- [SELECTED EXTRACT]:
★ ★ ★
DRAMA!

maybe it will at least entertain you.

ATTENTION! ATTENTION! We have reports that pamie actually changed a litter box and brought the old trashbag of used kitty litter all the way down to the dumpster. Rumors of a clean kitchen have been dispelled. But we have confirmed a cleaning of a litter box. The apartment has not imploded. I repeat, the apartment has not imploded. Thank you.

I do find it interesting that there are heated debates and ongoing discussions concerning banners and donation buttons (which I feel are two different things) going on in other journal forums, but here it’s strangely quiet. By this I’m assuming that you either do not care, encourage Squishy’s profit, or are venting about it elsewhere.

Not that I’m complaining. But a couple of people have contacted me with their concerns, and I hope I set their minds at ease. If you’re sitting around with similar questions, don’t be afraid to ask me.

So, there’s that drama, with the whole new website.

There’s also this drama, with Eric on his business trip.

I will tell you where Eric is, but if I tell you, you have to promise not to laugh. Okay, you don’t have to promise anything, but try and be a good sport about it. No, it’s just… I have a hard time saying this without breaking into giggles.

You may have figured out by now from the old forum that Eric works for Apple. He deals with sales. Periodically they announce new product lines and things, like the huge Cube announcement.

Oh, I’ll stop stalling.

Eric is at iCamp.

How fucking funny is that? Seriously. “iCamp.” And people are always like, “You can’t what?” And I have to say, “iCamp. Little ‘I,’ big ‘C,’ ‘amp.’”
★ ★ ★
(Data items)

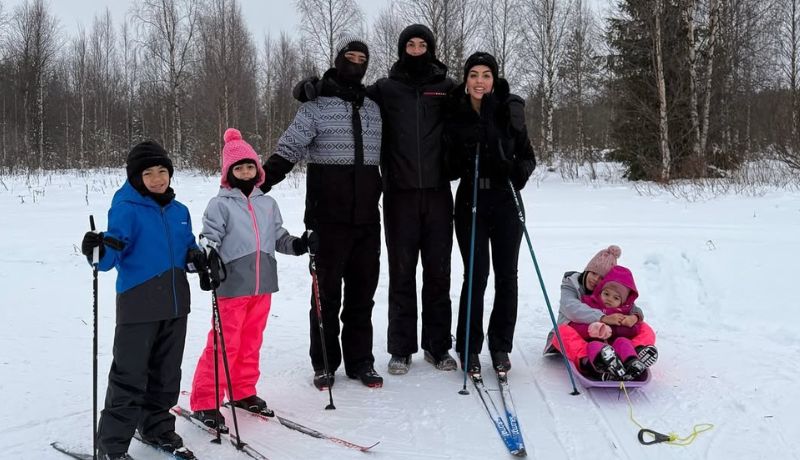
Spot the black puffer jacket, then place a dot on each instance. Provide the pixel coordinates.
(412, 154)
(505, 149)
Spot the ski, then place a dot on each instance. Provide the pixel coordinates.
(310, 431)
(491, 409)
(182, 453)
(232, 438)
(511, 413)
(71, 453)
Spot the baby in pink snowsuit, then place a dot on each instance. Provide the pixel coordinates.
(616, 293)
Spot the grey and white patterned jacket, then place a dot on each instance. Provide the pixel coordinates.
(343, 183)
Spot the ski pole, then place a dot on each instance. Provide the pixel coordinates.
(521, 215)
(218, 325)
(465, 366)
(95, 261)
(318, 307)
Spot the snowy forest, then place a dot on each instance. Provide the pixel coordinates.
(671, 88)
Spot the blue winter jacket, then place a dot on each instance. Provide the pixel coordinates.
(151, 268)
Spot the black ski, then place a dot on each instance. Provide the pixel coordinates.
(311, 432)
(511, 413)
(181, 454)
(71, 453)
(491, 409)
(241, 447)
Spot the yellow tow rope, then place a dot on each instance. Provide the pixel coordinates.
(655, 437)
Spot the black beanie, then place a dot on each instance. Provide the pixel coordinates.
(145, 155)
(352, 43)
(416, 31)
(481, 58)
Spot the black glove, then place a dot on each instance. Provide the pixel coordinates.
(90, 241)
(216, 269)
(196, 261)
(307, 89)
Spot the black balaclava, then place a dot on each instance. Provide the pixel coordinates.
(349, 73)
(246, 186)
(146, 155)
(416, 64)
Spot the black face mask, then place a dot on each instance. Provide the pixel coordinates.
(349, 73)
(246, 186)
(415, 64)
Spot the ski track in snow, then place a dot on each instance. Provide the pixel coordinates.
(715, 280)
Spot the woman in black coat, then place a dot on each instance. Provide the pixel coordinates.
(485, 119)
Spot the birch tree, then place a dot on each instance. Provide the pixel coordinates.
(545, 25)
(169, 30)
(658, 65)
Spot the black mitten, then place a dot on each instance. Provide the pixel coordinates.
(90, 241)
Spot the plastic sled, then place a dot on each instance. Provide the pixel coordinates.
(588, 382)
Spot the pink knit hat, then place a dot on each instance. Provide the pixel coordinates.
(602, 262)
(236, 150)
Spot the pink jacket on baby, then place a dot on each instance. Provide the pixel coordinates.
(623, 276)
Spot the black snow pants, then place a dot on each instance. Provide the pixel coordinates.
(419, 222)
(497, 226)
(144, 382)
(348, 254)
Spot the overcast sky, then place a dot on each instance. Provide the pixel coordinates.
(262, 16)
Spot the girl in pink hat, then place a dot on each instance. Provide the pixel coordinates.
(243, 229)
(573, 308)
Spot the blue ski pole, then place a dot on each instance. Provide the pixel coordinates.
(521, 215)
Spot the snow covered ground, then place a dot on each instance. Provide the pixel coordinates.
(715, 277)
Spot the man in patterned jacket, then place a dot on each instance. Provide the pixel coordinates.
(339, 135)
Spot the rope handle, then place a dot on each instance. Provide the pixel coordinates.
★ ★ ★
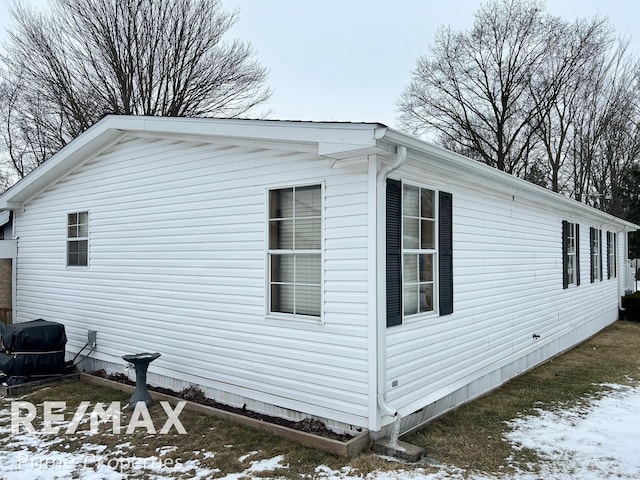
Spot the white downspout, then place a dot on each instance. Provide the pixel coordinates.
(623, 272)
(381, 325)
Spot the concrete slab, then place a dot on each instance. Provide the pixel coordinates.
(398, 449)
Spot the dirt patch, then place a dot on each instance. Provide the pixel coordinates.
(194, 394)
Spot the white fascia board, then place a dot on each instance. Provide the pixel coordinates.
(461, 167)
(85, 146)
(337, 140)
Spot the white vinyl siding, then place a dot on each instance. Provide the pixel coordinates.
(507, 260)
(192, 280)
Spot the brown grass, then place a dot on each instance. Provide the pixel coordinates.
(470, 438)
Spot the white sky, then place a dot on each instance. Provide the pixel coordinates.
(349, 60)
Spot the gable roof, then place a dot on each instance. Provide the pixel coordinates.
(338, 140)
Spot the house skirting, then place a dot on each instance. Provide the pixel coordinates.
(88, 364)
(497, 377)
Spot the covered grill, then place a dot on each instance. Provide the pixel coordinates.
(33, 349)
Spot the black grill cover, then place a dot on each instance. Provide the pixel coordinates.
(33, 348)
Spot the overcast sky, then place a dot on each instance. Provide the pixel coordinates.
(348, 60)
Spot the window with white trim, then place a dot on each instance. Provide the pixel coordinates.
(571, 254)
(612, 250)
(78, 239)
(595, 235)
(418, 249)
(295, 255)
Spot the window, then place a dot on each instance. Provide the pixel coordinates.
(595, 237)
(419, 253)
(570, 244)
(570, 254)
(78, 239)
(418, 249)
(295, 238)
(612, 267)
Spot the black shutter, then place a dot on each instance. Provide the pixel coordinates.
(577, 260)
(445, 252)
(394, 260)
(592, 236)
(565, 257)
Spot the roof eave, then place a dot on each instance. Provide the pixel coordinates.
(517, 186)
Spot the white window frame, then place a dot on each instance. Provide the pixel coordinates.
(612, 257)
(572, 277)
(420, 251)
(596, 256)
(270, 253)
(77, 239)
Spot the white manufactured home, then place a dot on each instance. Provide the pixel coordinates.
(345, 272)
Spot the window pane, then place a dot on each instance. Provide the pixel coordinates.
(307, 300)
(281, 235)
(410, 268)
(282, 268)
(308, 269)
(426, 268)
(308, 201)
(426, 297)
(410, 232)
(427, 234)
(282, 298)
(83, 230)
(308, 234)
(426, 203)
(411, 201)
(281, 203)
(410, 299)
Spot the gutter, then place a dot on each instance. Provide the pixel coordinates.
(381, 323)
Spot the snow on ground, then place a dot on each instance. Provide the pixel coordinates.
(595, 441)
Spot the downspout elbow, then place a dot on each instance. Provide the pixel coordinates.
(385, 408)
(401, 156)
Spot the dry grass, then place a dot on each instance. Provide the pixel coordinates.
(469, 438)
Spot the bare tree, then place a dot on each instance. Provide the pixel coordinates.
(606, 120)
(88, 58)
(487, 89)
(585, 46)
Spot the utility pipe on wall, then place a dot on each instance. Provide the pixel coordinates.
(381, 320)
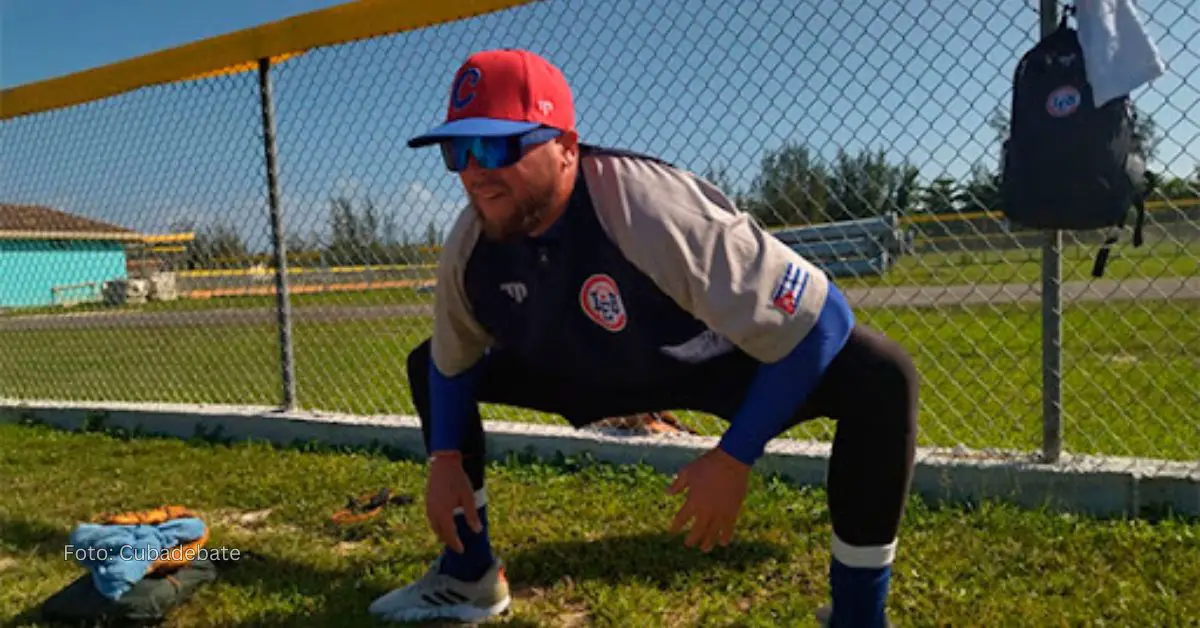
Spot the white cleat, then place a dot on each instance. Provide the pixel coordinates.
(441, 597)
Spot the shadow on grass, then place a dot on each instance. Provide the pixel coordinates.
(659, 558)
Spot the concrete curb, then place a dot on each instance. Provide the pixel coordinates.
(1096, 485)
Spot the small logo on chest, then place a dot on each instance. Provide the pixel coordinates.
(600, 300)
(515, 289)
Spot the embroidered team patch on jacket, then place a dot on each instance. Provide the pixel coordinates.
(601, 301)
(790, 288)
★ ★ ★
- [SHORT PROBLEM A]: List the three possibilities the journal entry gives for why readers have stayed quiet about banners and donation buttons.
- [SHORT PROBLEM B]: Quote the journal entry starting with "ATTENTION! ATTENTION! We" and going on through "about it elsewhere.".

- [RESPONSE A]: Readers either do not care, encourage Squishy's profit, or are venting about it elsewhere.

- [RESPONSE B]:
ATTENTION! ATTENTION! We have reports that pamie actually changed a litter box and brought the old trashbag of used kitty litter all the way down to the dumpster. Rumors of a clean kitchen have been dispelled. But we have confirmed a cleaning of a litter box. The apartment has not imploded. I repeat, the apartment has not imploded. Thank you.

I do find it interesting that there are heated debates and ongoing discussions concerning banners and donation buttons (which I feel are two different things) going on in other journal forums, but here it’s strangely quiet. By this I’m assuming that you either do not care, encourage Squishy’s profit, or are venting about it elsewhere.